___ INFORMATION SUPPLIED ___

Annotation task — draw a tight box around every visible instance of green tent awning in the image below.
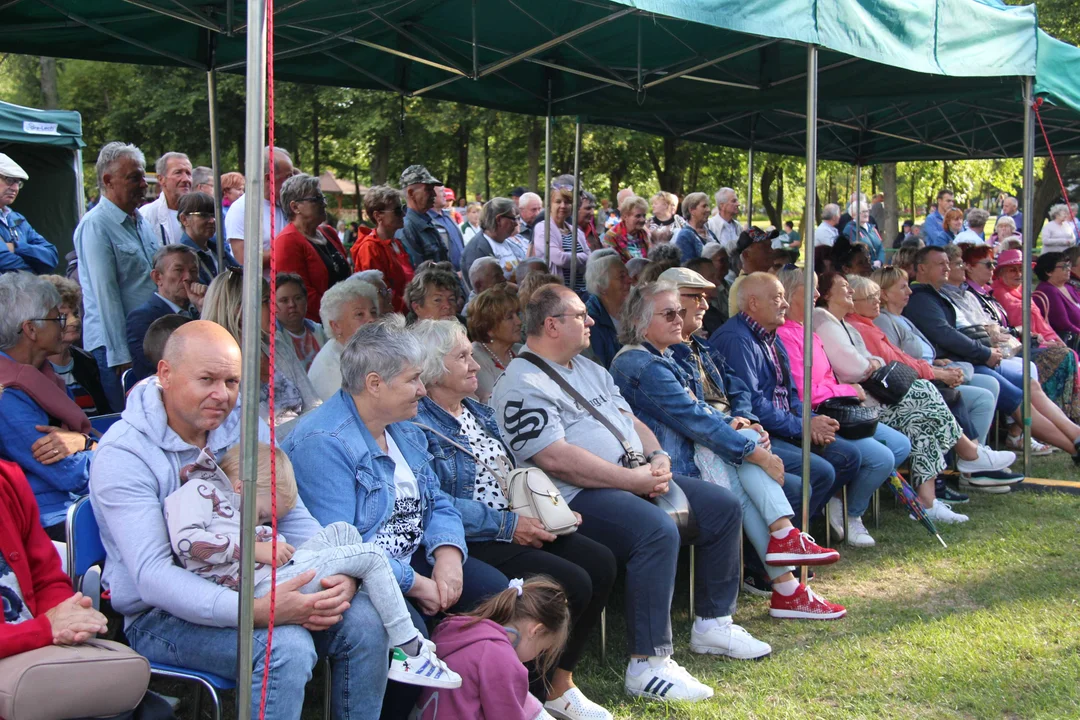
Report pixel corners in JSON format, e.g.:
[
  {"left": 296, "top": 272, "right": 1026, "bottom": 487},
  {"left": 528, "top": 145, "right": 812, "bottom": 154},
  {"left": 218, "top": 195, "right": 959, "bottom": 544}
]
[{"left": 0, "top": 99, "right": 84, "bottom": 150}]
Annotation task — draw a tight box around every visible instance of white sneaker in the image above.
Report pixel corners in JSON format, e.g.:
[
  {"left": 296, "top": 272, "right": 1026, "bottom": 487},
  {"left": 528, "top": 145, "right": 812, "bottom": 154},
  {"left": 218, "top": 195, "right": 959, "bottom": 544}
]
[
  {"left": 956, "top": 446, "right": 1016, "bottom": 475},
  {"left": 388, "top": 639, "right": 462, "bottom": 689},
  {"left": 826, "top": 497, "right": 845, "bottom": 541},
  {"left": 1006, "top": 433, "right": 1054, "bottom": 455},
  {"left": 690, "top": 620, "right": 772, "bottom": 659},
  {"left": 846, "top": 515, "right": 876, "bottom": 547},
  {"left": 545, "top": 687, "right": 613, "bottom": 720},
  {"left": 924, "top": 500, "right": 969, "bottom": 524},
  {"left": 624, "top": 657, "right": 714, "bottom": 702}
]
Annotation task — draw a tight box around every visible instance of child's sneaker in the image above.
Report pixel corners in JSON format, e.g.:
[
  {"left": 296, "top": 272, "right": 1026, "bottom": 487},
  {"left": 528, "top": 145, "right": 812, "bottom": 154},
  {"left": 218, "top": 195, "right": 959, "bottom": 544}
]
[{"left": 388, "top": 639, "right": 462, "bottom": 689}]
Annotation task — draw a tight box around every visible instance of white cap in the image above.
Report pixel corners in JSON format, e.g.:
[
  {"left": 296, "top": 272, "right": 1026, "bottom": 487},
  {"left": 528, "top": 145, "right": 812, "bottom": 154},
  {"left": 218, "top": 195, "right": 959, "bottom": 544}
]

___

ACTIVITY: Above are records with pictures; repeat the records exactly and leave the pictures out.

TASK ANSWER:
Annotation task — draw a tight box around every visible instance of green tent awning in the image below.
Report pixel corners in JSON format, e.g.:
[
  {"left": 296, "top": 272, "right": 1026, "bottom": 487},
  {"left": 528, "top": 145, "right": 812, "bottom": 154},
  {"left": 218, "top": 195, "right": 959, "bottom": 544}
]
[{"left": 0, "top": 99, "right": 84, "bottom": 150}]
Annotation task — draw a tight box around every visible instance of white sneaker in the image above.
Report pixel corners in JSON format, e.g.:
[
  {"left": 296, "top": 272, "right": 1026, "bottom": 487},
  {"left": 528, "top": 145, "right": 812, "bottom": 154},
  {"left": 218, "top": 195, "right": 959, "bottom": 544}
]
[
  {"left": 956, "top": 446, "right": 1016, "bottom": 475},
  {"left": 388, "top": 639, "right": 462, "bottom": 689},
  {"left": 826, "top": 497, "right": 845, "bottom": 541},
  {"left": 1006, "top": 433, "right": 1054, "bottom": 455},
  {"left": 690, "top": 620, "right": 772, "bottom": 659},
  {"left": 846, "top": 515, "right": 876, "bottom": 547},
  {"left": 545, "top": 687, "right": 613, "bottom": 720},
  {"left": 924, "top": 500, "right": 969, "bottom": 524},
  {"left": 624, "top": 657, "right": 714, "bottom": 702}
]
Annotation task — draw a tight box around every visible instance of child's sneaker in the image above.
Report pixel corners in JSON format, e.g.:
[
  {"left": 296, "top": 272, "right": 1026, "bottom": 487},
  {"left": 528, "top": 145, "right": 812, "bottom": 154},
  {"left": 218, "top": 195, "right": 959, "bottom": 544}
]
[{"left": 388, "top": 639, "right": 462, "bottom": 689}]
Annotation task — draw a tight box around every visible instance of white cap in the image above.
Report pixel corners in JSON format, e.g.:
[
  {"left": 296, "top": 272, "right": 1026, "bottom": 487},
  {"left": 528, "top": 145, "right": 812, "bottom": 154},
  {"left": 218, "top": 195, "right": 959, "bottom": 544}
]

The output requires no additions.